Supplied entries:
____________

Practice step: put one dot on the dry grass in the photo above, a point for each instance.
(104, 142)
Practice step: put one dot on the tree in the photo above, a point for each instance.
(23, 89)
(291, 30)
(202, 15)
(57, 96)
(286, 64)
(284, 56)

____________

What this task involves:
Reproduce the material in full. Keep it identical to the original.

Answer section:
Practice step: put one dot on the dry grass in the photo above, a point for each instance.
(104, 142)
Practice step: put one dot on the tree in the photo above, a point for each instance.
(23, 89)
(291, 30)
(202, 15)
(57, 96)
(286, 64)
(284, 56)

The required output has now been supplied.